• **MATERIALS PROVIDED**:
☆ ☆ ☆ ☆ ☆ ☆ ☆
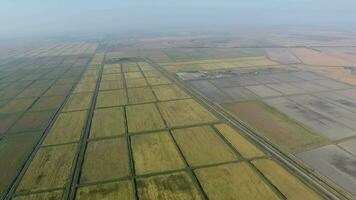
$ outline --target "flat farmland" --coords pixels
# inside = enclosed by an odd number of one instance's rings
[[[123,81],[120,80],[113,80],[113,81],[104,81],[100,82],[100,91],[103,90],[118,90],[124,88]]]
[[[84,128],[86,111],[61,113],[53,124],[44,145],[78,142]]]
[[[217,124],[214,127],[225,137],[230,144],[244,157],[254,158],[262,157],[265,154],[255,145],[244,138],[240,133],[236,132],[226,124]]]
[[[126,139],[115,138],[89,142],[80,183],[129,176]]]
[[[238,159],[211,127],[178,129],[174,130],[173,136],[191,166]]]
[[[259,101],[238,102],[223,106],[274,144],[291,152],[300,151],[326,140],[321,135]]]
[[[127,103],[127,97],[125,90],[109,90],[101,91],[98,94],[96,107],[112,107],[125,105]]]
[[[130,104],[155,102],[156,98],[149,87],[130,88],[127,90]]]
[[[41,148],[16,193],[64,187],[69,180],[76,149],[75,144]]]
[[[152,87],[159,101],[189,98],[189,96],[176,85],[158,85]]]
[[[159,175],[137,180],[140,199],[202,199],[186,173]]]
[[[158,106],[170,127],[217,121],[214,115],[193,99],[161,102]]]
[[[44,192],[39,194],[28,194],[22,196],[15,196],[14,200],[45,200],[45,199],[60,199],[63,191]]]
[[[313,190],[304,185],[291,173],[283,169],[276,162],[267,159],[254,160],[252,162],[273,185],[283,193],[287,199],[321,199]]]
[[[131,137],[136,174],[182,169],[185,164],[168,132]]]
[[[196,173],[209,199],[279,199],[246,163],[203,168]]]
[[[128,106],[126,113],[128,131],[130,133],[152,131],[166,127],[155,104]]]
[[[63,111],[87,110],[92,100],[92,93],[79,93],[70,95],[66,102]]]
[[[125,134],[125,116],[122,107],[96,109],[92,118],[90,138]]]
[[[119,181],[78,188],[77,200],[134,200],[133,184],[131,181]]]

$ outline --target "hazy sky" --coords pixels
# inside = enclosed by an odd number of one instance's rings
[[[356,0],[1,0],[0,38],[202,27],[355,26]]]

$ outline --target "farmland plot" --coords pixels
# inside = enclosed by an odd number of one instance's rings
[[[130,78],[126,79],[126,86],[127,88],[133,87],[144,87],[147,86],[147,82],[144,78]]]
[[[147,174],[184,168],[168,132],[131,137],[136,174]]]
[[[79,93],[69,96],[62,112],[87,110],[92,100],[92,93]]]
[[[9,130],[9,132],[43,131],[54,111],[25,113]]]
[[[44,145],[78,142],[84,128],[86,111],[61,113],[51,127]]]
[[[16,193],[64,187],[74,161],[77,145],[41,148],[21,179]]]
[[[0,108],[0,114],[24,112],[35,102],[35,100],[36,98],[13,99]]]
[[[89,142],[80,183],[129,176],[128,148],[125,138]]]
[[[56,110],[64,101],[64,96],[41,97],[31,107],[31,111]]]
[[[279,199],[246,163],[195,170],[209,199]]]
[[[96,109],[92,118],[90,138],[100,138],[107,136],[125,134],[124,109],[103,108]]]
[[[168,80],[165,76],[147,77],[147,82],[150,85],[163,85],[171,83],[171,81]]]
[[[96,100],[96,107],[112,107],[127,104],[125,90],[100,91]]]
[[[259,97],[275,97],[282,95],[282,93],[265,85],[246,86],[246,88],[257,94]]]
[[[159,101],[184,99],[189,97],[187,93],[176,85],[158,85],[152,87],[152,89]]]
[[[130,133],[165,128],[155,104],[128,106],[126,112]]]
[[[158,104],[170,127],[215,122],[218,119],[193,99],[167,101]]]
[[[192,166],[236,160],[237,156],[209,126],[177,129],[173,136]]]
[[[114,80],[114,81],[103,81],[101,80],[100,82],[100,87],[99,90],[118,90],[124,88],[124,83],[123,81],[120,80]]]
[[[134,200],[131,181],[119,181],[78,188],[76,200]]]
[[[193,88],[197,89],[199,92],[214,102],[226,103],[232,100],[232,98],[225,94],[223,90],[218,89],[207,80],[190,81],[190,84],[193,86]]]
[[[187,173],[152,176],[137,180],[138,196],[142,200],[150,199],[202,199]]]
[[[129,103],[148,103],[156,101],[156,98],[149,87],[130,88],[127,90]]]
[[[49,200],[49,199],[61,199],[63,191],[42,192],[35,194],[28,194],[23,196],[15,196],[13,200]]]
☆ ☆ ☆ ☆ ☆ ☆ ☆
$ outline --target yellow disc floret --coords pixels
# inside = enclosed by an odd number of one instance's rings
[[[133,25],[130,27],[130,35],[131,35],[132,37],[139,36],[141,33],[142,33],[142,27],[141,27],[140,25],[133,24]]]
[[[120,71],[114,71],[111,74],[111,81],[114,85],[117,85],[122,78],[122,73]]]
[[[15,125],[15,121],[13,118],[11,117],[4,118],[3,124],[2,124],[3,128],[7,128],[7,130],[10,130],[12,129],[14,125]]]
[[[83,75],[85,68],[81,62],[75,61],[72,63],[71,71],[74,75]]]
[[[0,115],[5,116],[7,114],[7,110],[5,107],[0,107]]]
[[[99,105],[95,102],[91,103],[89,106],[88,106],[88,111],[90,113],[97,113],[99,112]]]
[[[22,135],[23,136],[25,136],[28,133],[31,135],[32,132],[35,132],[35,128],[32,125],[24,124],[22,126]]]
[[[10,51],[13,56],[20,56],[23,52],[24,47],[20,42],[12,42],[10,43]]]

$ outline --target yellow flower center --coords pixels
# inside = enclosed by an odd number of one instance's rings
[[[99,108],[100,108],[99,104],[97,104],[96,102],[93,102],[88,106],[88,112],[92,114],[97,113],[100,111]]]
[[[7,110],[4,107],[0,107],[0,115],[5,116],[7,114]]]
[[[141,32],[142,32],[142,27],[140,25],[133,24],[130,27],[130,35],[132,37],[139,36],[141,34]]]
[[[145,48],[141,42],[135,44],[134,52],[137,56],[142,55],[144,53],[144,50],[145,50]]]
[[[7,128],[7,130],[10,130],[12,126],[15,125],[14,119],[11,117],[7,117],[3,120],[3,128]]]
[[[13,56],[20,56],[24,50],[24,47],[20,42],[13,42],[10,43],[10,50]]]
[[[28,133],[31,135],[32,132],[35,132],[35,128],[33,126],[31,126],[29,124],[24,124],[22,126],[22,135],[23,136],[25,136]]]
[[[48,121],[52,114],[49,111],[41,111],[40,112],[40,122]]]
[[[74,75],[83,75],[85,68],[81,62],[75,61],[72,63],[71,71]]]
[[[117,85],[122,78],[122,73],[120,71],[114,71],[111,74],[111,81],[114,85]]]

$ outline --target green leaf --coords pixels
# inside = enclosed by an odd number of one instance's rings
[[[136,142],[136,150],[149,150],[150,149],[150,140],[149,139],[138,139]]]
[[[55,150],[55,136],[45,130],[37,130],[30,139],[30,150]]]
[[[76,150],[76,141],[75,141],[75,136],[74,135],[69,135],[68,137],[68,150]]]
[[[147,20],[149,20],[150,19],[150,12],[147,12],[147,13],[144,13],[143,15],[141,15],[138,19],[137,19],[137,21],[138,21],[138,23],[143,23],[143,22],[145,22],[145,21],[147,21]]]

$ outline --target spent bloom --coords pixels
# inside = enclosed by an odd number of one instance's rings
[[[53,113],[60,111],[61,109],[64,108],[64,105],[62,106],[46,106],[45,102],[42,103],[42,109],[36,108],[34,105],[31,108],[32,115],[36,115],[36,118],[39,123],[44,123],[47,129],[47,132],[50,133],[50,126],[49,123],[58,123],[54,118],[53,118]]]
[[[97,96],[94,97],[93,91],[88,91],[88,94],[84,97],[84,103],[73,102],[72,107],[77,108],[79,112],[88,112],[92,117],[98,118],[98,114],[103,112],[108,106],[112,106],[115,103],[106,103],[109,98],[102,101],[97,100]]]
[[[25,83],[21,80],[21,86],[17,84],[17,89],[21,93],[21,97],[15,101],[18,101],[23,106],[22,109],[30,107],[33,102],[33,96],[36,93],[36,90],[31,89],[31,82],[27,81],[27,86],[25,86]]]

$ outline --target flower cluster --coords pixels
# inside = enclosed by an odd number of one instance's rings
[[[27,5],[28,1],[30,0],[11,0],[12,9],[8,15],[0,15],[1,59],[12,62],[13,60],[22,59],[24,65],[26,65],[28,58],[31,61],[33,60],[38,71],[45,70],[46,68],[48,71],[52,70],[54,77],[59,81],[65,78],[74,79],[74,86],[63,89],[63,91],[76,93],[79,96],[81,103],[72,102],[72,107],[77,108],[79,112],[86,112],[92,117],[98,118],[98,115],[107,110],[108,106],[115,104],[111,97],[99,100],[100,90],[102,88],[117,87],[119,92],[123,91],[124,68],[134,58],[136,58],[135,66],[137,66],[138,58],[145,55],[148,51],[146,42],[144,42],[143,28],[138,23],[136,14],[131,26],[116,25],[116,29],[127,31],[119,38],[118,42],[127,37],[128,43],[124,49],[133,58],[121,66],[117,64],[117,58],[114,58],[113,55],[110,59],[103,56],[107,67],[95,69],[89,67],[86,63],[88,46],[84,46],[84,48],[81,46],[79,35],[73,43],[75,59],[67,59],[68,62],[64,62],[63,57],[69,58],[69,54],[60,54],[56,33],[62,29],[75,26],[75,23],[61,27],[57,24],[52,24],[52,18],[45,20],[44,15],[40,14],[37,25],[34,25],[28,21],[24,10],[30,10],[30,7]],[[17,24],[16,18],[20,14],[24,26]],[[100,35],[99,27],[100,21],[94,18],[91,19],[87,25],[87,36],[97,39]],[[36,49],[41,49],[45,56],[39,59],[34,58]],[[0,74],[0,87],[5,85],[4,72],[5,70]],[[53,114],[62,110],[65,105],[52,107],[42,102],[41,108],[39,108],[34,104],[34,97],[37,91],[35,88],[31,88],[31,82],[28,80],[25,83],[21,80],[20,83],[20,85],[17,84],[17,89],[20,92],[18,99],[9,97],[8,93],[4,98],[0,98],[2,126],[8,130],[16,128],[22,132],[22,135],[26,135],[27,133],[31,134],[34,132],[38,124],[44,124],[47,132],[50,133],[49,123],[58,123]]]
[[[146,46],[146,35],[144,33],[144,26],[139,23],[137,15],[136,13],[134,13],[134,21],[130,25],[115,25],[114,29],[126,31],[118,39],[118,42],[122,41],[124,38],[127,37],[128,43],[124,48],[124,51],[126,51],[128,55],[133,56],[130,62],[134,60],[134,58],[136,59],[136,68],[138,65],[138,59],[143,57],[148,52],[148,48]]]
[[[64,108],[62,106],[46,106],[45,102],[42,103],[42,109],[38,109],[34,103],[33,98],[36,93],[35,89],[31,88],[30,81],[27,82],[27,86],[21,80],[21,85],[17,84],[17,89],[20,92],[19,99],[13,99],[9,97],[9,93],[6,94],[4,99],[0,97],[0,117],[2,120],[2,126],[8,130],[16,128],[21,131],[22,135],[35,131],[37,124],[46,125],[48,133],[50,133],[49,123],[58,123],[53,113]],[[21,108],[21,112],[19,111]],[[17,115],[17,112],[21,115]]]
☆ ☆ ☆ ☆ ☆ ☆ ☆
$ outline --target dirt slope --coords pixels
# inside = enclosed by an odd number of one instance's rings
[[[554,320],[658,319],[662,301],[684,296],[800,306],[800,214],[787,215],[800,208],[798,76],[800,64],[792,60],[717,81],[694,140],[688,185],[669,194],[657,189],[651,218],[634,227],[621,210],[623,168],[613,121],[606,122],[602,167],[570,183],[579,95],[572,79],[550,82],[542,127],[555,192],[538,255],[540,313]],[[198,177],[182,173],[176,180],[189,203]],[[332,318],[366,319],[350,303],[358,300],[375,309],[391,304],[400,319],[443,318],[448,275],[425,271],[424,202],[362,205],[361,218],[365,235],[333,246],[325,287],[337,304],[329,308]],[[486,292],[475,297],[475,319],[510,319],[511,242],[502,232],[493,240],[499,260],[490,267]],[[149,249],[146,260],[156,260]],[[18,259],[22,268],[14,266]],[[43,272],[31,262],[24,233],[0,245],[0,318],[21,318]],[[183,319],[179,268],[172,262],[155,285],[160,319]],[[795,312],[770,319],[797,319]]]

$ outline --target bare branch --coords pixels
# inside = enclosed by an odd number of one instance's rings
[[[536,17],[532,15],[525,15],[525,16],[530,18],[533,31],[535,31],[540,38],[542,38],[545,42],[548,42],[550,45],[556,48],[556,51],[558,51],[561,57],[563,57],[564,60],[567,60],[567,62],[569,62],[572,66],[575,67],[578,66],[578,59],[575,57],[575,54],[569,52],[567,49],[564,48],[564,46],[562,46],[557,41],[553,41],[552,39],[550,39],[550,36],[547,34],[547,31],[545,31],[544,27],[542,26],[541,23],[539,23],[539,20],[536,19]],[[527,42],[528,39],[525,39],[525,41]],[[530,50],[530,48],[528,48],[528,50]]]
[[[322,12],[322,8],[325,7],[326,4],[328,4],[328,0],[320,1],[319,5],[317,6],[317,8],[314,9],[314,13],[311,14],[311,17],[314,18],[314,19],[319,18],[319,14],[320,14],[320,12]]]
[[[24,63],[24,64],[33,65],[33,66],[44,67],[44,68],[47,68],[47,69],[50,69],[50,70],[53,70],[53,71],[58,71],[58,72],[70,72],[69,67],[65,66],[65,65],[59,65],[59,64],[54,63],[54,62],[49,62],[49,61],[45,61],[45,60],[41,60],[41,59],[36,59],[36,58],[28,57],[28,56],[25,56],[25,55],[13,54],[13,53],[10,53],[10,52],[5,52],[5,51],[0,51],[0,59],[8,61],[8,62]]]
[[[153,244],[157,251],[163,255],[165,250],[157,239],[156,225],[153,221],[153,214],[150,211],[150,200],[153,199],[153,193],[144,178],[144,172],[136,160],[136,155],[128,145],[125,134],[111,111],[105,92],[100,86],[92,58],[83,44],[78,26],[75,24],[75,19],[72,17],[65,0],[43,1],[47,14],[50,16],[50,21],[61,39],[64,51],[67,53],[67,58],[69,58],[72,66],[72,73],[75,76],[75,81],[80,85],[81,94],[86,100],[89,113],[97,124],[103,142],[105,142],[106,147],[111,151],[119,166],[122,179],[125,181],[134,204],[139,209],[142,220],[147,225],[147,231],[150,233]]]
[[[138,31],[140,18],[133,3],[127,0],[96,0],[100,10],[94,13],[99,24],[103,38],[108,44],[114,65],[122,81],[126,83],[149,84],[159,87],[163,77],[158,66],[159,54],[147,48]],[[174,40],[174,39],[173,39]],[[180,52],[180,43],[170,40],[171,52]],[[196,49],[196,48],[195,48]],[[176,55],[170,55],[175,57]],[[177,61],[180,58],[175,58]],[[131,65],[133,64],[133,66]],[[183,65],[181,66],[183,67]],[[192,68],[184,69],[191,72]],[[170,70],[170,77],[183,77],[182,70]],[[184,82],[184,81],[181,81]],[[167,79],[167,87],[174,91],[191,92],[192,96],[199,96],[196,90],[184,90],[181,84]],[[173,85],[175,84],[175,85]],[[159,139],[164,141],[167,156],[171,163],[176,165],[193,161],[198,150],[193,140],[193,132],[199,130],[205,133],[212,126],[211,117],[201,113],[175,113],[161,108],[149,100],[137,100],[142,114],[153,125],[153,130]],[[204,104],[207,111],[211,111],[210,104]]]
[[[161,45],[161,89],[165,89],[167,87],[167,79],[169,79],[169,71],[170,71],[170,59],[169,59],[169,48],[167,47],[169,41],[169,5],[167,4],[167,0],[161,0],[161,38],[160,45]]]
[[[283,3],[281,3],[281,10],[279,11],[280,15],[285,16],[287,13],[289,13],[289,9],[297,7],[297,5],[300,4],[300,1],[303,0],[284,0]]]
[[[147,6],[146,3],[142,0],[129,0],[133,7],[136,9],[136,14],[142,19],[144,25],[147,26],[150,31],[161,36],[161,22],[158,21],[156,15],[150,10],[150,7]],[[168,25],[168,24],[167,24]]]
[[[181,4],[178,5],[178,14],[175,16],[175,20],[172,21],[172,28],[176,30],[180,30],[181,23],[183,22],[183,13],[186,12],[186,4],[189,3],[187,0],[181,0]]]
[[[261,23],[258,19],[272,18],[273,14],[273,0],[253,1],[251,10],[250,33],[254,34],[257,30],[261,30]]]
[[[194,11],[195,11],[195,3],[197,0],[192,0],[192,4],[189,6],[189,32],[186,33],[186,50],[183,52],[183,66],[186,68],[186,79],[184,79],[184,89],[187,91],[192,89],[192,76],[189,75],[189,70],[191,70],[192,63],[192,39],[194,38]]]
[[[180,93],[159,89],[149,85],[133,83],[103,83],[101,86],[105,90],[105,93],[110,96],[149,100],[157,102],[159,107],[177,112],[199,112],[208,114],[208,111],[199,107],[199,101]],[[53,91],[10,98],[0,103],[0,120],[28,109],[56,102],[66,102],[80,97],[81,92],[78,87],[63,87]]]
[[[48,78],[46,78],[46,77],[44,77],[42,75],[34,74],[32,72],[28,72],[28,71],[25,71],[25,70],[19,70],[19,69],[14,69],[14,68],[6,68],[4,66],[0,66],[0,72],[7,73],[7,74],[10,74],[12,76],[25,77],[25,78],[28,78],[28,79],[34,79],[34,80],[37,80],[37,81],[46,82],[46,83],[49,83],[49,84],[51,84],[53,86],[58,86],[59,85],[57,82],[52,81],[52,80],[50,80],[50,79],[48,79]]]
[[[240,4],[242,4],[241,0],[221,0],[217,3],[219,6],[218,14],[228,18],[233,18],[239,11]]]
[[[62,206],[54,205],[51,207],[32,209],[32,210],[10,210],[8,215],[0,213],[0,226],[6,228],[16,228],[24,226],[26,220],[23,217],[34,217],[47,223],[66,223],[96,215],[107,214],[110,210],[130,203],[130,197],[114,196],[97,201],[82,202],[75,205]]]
☆ ☆ ☆ ☆ ☆ ☆ ☆
• **WHAT YOU ARE ASKED TO DO**: Among the entries above, the lines between the ones containing "bloom --coords pixels" and "cluster --coords pixels", inclusive, are to be transcribed exactly. No other line is to be given.

• **WRITTEN ANSWER**:
$ outline --target spent bloom --coords pixels
# inside = enclosed by an odd number of one instance's rings
[[[53,113],[60,111],[61,109],[64,108],[64,105],[62,106],[46,106],[45,102],[42,103],[42,109],[36,108],[34,105],[31,108],[32,115],[36,115],[36,118],[39,123],[44,123],[47,129],[47,132],[50,133],[50,126],[49,123],[58,123],[54,118],[53,118]]]
[[[97,96],[94,97],[93,91],[88,91],[88,94],[84,97],[84,103],[73,102],[72,107],[77,108],[79,112],[88,112],[92,117],[98,118],[98,114],[103,112],[108,106],[112,106],[115,103],[106,103],[109,98],[102,101],[97,100]]]
[[[25,83],[21,80],[21,86],[17,84],[17,89],[21,93],[21,97],[15,101],[18,101],[23,106],[22,109],[30,107],[33,102],[33,96],[36,93],[36,90],[31,89],[31,82],[27,81],[27,86],[25,86]]]

$ outline --target flower cluster --coords pixels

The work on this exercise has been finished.